-- begin Records supplied --
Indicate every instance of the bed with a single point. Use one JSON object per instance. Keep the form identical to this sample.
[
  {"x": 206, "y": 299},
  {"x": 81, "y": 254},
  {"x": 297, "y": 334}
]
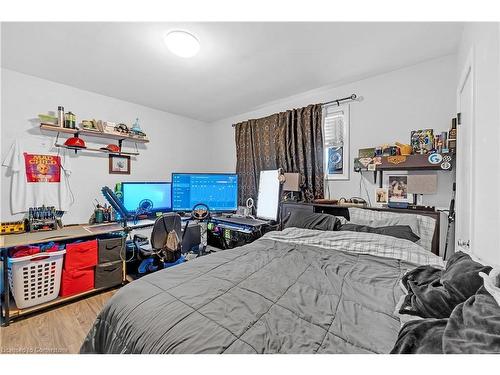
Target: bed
[{"x": 292, "y": 291}]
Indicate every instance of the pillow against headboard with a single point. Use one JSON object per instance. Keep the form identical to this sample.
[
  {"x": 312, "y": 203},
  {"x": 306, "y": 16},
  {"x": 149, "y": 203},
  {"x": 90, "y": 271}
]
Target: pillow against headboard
[
  {"x": 398, "y": 231},
  {"x": 311, "y": 220},
  {"x": 422, "y": 226}
]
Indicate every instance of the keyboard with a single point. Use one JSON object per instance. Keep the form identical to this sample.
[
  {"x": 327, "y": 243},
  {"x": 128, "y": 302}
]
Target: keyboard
[{"x": 243, "y": 221}]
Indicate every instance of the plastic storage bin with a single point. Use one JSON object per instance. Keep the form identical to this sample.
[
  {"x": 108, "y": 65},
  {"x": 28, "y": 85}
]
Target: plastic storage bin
[
  {"x": 35, "y": 279},
  {"x": 77, "y": 281},
  {"x": 110, "y": 249},
  {"x": 80, "y": 255},
  {"x": 108, "y": 274}
]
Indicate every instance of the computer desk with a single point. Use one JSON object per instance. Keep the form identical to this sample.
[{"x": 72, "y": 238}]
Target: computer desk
[{"x": 68, "y": 233}]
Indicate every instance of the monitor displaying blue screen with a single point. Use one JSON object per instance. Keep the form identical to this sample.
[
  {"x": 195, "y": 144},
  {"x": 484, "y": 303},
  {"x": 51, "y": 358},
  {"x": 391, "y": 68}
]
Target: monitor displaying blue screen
[
  {"x": 160, "y": 193},
  {"x": 218, "y": 191}
]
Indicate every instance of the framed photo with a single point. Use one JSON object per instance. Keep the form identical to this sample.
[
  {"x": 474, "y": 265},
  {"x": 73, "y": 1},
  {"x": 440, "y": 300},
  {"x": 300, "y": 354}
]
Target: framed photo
-- end Records supplied --
Exercise brief:
Present every line of the records above as a Markdown table with two columns, Row and Line, numbering each row and skipping blank lines. Leave the pictures out.

Exercise result:
| Row | Line |
|---|---|
| 1 | Indicate every instance of the bed with a single point. Use one JSON object per instance. Keep the form identical to this sample. |
| 2 | [ |
| 3 |   {"x": 206, "y": 299}, |
| 4 |   {"x": 81, "y": 254}, |
| 5 |   {"x": 297, "y": 334} |
| 6 | ] |
| 7 | Target: bed |
| 8 | [{"x": 292, "y": 291}] |
| 9 | Indicate every instance of the pillow against headboard with a single point. Use one JSON object per instance. Keep the form identical to this sample. |
| 10 | [ |
| 11 |   {"x": 312, "y": 203}, |
| 12 |   {"x": 306, "y": 16}, |
| 13 |   {"x": 149, "y": 203}, |
| 14 |   {"x": 90, "y": 271} |
| 15 | ] |
| 16 | Target: pillow against headboard |
| 17 | [ |
| 18 |   {"x": 398, "y": 231}, |
| 19 |   {"x": 311, "y": 220}, |
| 20 |   {"x": 422, "y": 226} |
| 21 | ] |
| 22 | Indicate every instance of the keyboard with a single point. Use one JSON object per instance. Keep the form identical to this sample. |
| 23 | [ |
| 24 |   {"x": 327, "y": 243}, |
| 25 |   {"x": 128, "y": 302} |
| 26 | ] |
| 27 | Target: keyboard |
| 28 | [{"x": 243, "y": 221}] |
| 29 | Indicate every instance of the plastic storage bin with a single point. Use one JSON object per instance. Keep the form identical to this sample. |
| 30 | [ |
| 31 |   {"x": 108, "y": 65}, |
| 32 |   {"x": 28, "y": 85} |
| 33 | ] |
| 34 | Target: plastic storage bin |
| 35 | [ |
| 36 |   {"x": 35, "y": 279}, |
| 37 |   {"x": 77, "y": 281}, |
| 38 |   {"x": 110, "y": 249}, |
| 39 |   {"x": 80, "y": 255}, |
| 40 |   {"x": 108, "y": 274} |
| 41 | ] |
| 42 | Indicate every instance of the computer desk with a single point. Use one JSON object per instance. Keep the form identical to this sample. |
| 43 | [{"x": 72, "y": 238}] |
| 44 | Target: computer desk |
| 45 | [{"x": 68, "y": 233}] |
| 46 | Indicate every instance of the monitor displaying blue screen with a single point. Use one JSON object per instance. Keep the form identical to this sample. |
| 47 | [ |
| 48 |   {"x": 195, "y": 144}, |
| 49 |   {"x": 484, "y": 303}, |
| 50 |   {"x": 51, "y": 358}, |
| 51 |   {"x": 391, "y": 68} |
| 52 | ] |
| 53 | Target: monitor displaying blue screen |
| 54 | [ |
| 55 |   {"x": 160, "y": 193}, |
| 56 |   {"x": 218, "y": 191} |
| 57 | ] |
| 58 | Indicate every instance of the framed photo with a single point. Use one JSON object per instance. Keep the form identical to this sample. |
| 59 | [ |
| 60 |   {"x": 474, "y": 265}, |
| 61 |   {"x": 73, "y": 1}, |
| 62 |   {"x": 440, "y": 300}, |
| 63 |   {"x": 300, "y": 354} |
| 64 | ] |
| 65 | Target: framed photo |